> **To-do list**
- a) Say whether each of these statements agrees with the mailing-list post on Unicode surrogates, answering yes or no and quoting the words of the post that decide it: (i) the post says strict mode should be the default for the UTF-8 codec; (ii) the post treats "not illegal" as meaning the same as "legal"; (iii) the post holds that UTF-8 encoded surrogate pairs may be written but must not be read.
- b) Write out, word for word, the part of the mailing-list post on Unicode surrogates starting with "Allowing the user" and going on through "be the default.".

[I18n-sig] Re: Unicode surrogates: just say no!
Rick McGowan
rick@unicode.org
Wed, 27 Jun 2001 13:04:00 -0700
Martin v. Loewis" <martin@loewis.home.cs.tu-berlin.de> wrote:
> The next question then is what to do with lone surrogate triplets; the
> table in TR 27 suggests they are legal, but people on this list have
> argued they must neither be emitted nor consumed (since what you get
> is not a legal USV).
Part of the confusion every has is because the UTFs have been envisioned
as both (A) pure mathematical transformations of integer spaces, and (B)
transformations of coded characters. But the explanations have been
muddled a little. Part of the re-write that's happening now in the Unicode
editorial committee is dealing with this confusion. In the future, I hope
that it can be clarified.
> an irregular sequence (of bytes, or code units) is not illegal.
> Also, I assume that negation of these concepts follows the English
> language rules (i.e. "not illegal" == "legal", "not ill-formed" ==
> "well-formed", etc)
Well, yes, you're right. However, in English when something phrased as
"not foo" that wording often carries the implication of some shadiness that
occupies the boundary between foo and anti-foo. In this sense, "not
illegal" does not mean the same thing as "legal". "Not illegal" means
something more like "socially backward and frowned upon, but not worthy of
legal prosecution in the strict sense".
Here's my take on irregular sequences / lone surrogates:
If you have a process which is claiming to take in arbitrary data and emit
identical data in the same or different UTF, then it should probably allow
unpaired surrogates to be eaten, stored, and re-emitted without error in
the UTF-8 input case.
If you have a process which is claiming to take in legal characters,
transform them into something else, then you can (A) barf on lone surrogate
pairs or (B) try to fix the situation.
Allowing the user of the API to decide which is preferrable in a given
situation is probably the right answer. I.e., the codec for UTF-8
reading/writing should have strict and non-strict modes. And strict mode
should be the default.
> The issue of UTF-8 encoded surrogate pairs is clear now to me, I hope:
> You must not write them, but you may read them.
Exactly. They could exist in nature; their existance cannot be ruled out,
and hence, it may transpire that you could be presented with one.
Rick

> **Point placement records**
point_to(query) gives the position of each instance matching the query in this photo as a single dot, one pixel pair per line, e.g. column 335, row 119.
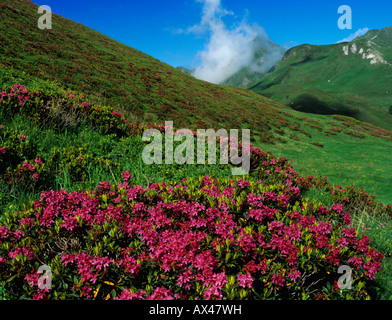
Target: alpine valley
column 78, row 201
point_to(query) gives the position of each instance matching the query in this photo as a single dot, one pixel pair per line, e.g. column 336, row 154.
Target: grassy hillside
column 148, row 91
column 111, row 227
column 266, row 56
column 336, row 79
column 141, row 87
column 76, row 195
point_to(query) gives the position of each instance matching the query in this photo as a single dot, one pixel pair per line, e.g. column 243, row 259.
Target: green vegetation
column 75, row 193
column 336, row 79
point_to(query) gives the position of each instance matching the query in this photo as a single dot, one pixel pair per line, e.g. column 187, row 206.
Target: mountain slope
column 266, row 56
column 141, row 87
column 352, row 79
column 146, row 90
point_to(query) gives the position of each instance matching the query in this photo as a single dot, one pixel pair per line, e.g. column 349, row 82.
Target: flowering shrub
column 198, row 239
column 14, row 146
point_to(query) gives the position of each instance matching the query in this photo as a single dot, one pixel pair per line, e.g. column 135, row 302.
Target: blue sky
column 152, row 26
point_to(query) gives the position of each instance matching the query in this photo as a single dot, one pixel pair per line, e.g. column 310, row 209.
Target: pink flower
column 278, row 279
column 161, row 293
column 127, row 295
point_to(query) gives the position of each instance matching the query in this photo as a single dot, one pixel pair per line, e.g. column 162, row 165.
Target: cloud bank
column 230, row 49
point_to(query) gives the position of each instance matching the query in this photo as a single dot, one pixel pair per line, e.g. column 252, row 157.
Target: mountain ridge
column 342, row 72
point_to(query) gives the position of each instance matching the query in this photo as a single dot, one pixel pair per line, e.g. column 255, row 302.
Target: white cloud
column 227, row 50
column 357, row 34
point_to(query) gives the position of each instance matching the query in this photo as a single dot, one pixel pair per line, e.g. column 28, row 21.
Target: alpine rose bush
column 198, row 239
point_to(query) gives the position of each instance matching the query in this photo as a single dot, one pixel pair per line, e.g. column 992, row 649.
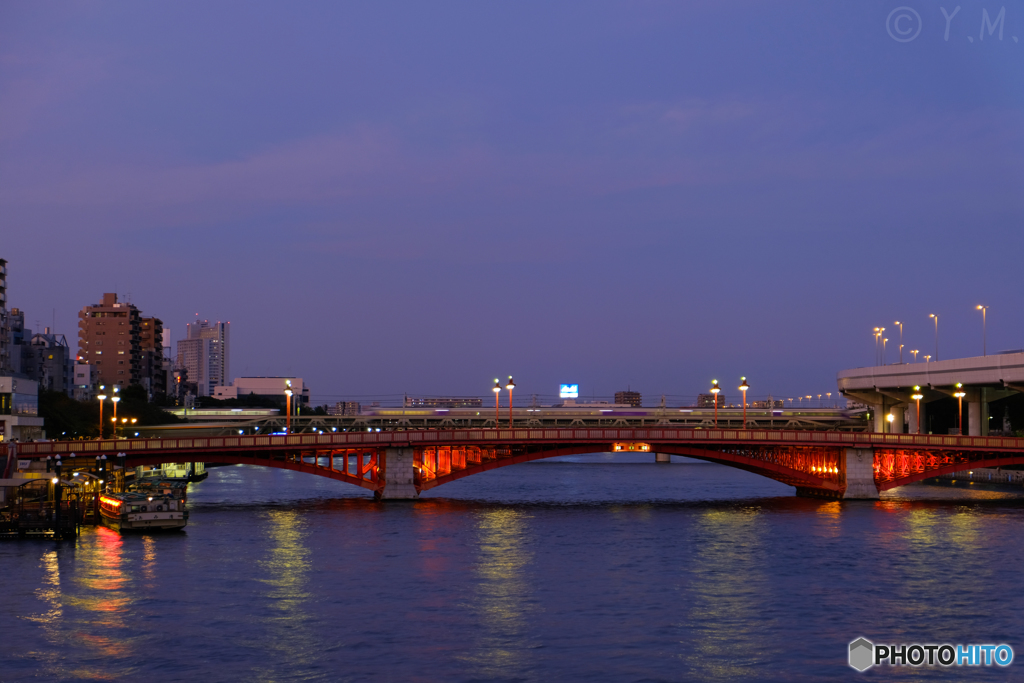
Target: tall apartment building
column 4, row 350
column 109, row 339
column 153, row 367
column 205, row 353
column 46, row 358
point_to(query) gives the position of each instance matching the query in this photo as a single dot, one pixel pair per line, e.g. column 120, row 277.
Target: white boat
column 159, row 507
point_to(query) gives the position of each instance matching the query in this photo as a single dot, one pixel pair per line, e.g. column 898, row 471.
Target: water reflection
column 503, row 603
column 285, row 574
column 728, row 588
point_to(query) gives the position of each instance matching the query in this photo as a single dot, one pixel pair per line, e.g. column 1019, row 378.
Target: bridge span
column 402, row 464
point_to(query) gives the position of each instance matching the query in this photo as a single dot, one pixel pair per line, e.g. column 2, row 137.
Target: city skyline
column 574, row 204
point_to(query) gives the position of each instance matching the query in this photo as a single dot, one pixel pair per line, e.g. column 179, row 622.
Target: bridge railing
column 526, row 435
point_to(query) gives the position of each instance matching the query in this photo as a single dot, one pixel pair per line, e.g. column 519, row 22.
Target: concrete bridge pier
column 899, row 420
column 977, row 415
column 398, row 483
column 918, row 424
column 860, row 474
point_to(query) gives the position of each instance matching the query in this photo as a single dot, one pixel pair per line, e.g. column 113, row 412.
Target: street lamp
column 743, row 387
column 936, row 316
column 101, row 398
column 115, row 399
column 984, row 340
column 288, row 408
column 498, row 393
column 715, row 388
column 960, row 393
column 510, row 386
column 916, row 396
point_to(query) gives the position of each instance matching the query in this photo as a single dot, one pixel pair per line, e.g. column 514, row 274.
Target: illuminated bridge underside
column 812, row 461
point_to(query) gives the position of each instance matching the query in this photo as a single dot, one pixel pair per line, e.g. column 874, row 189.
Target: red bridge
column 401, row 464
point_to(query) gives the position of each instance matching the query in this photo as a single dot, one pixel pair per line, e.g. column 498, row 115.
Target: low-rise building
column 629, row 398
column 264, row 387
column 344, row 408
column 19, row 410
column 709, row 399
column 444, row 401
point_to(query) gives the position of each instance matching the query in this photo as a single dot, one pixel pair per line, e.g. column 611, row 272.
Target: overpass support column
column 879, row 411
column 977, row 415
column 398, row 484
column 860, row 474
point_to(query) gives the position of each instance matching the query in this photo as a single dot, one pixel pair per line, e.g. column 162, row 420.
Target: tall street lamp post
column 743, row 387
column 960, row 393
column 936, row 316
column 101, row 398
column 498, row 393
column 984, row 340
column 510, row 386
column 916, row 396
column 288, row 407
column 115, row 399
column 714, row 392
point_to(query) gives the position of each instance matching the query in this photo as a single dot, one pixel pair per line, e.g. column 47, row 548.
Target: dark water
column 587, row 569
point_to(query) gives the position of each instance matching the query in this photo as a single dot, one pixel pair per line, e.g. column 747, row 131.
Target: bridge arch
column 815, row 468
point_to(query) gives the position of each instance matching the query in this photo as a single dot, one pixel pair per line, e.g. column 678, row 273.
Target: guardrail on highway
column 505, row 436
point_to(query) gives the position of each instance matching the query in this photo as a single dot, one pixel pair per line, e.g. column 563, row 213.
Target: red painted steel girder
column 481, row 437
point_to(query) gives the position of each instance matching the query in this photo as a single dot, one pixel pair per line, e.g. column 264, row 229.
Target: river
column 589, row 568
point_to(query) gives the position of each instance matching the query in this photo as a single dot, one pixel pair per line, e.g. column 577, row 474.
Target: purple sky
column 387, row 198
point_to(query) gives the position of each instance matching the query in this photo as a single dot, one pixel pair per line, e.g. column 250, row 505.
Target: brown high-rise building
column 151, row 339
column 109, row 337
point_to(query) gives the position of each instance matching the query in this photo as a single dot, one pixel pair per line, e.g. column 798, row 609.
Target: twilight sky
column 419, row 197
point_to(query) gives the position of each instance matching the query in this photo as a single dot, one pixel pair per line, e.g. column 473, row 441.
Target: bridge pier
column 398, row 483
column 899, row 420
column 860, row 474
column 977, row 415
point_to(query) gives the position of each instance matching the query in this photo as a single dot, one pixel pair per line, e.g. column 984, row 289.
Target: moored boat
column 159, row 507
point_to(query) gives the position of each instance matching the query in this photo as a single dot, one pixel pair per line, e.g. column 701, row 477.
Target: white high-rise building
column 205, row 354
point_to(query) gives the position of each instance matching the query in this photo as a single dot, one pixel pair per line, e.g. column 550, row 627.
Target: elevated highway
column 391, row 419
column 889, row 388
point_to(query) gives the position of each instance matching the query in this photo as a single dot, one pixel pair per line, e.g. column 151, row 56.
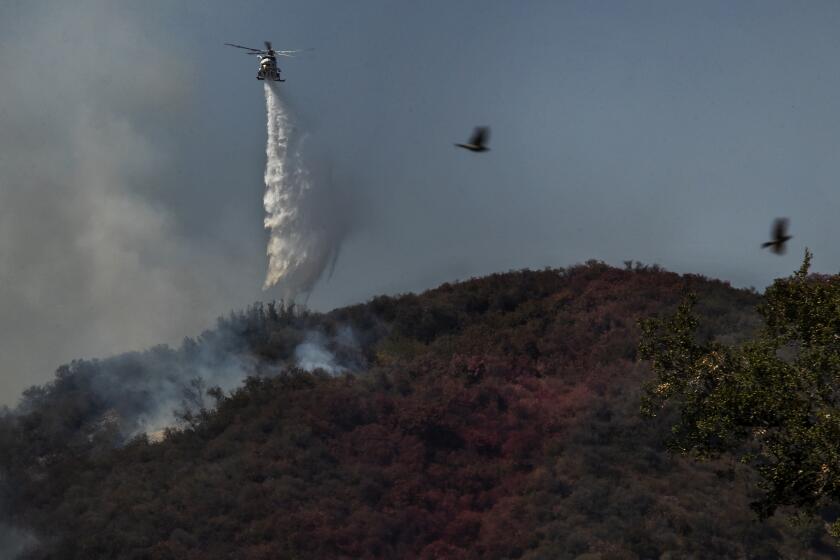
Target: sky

> **The solutions**
- a)
(i) Yes: "And strict mode should be the default."
(ii) No: "does not mean the same thing as"
(iii) No: "You must not write them, but you may read them."

- b)
Allowing the user of the API to decide which is preferrable in a given
situation is probably the right answer. I.e., the codec for UTF-8
reading/writing should have strict and non-strict modes. And strict mode
should be the default.